Exercise details: Turn every line of the material below into a JSON list of strings, with one string per line and blank lines omitted.

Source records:
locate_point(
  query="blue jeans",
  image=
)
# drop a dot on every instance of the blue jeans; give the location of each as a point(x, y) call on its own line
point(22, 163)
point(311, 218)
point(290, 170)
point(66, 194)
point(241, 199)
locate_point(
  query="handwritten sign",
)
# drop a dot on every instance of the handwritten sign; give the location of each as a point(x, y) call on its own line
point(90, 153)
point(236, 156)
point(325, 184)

The result:
[
  "locate_point(",
  "  query=\"blue jeans\",",
  "  image=",
  ")",
  "# drop a dot on every instance of the blue jeans; give the location of each as a point(x, y) call on its own line",
  "point(22, 163)",
  "point(311, 218)",
  "point(290, 170)",
  "point(66, 194)",
  "point(241, 199)",
  "locate_point(",
  "  query=\"handwritten sign\",",
  ")",
  "# drop a dot on every instance of the handwritten sign; give the location of each as a point(x, y) call on its own line",
  "point(90, 153)",
  "point(236, 156)",
  "point(325, 184)"
]